* **Data entries**
--- BEGIN ---
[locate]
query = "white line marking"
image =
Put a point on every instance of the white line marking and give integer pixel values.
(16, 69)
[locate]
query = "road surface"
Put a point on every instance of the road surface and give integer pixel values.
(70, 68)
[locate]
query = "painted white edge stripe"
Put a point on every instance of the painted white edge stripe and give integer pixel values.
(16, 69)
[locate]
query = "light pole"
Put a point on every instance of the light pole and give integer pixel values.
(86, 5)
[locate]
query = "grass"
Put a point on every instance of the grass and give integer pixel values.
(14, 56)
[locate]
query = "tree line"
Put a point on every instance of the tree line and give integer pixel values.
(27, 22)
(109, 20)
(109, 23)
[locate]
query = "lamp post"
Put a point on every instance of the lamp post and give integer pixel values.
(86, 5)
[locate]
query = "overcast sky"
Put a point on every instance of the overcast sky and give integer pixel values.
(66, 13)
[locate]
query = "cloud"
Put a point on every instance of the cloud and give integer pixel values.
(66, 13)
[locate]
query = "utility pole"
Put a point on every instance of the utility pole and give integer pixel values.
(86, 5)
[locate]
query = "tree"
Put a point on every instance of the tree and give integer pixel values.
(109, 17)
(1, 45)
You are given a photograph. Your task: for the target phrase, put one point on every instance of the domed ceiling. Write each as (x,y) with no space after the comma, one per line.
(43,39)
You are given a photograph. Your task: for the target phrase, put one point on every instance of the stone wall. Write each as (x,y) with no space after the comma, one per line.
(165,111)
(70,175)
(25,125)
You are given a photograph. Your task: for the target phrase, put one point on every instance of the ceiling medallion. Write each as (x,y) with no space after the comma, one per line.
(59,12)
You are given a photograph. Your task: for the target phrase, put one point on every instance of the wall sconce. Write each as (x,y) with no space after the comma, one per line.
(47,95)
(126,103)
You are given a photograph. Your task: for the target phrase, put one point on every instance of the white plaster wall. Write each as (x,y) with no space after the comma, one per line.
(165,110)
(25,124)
--- END ---
* **Your task**
Copy each record from above without leaving any out.

* **Exercise answer**
[locate]
query = "white line marking"
image =
Put a point on every instance of the white line marking and give integer pixel values.
(16, 69)
[locate]
query = "road surface"
Put a point on every instance of the road surface and give integer pixel values.
(70, 68)
[locate]
query = "painted white edge stripe"
Put a point on every instance of the painted white edge stripe and give integer pixel values.
(16, 69)
[locate]
query = "light pole"
Put a point on every instance of the light pole and give integer pixel values.
(86, 5)
[locate]
query = "grass"
Put a point on every instance of the grass and give integer pixel values.
(14, 56)
[locate]
query = "tree line"
Put a point on every instance of the tree line and give integer pixel values.
(27, 22)
(109, 20)
(109, 23)
[locate]
query = "lamp post"
Put a point on every instance of the lamp post and give integer pixel values.
(86, 5)
[locate]
query = "overcast sky"
Put a point on every instance of the overcast sky and give integer pixel values.
(66, 13)
[locate]
query = "cloud"
Put a point on every instance of the cloud and give integer pixel values.
(66, 13)
[locate]
query = "utility pole"
Put a point on every instance of the utility pole and give integer pixel values.
(86, 5)
[locate]
query = "tree"
Put a point on every instance of the tree and give integer pixel values.
(109, 17)
(1, 45)
You are given a photograph. Your task: for the target phrase, put one point on every instance of the domed ceiling. Write each as (x,y) with no space after the comma, one per line.
(43,39)
You are given a photograph. Your task: for the target phrase, put one point on every instance of the stone wall. Write each as (x,y) with no space after the comma, one per line.
(165,111)
(70,175)
(25,125)
You are given a photograph. Your task: for the target phrase, put one point on every instance of the ceiling medallion. Write each as (x,y) with no space after the comma, one per line.
(59,12)
You are given a photograph. Your task: for the target phrase, put one point on every instance of the wall sconce. Write each as (x,y) with no space after the comma, one per line.
(47,95)
(126,103)
You are given a photograph. Your task: for the target phrase, put one point on every instance of the white plaster wall. Write each as (x,y) with no space after the comma, one per line.
(165,110)
(25,124)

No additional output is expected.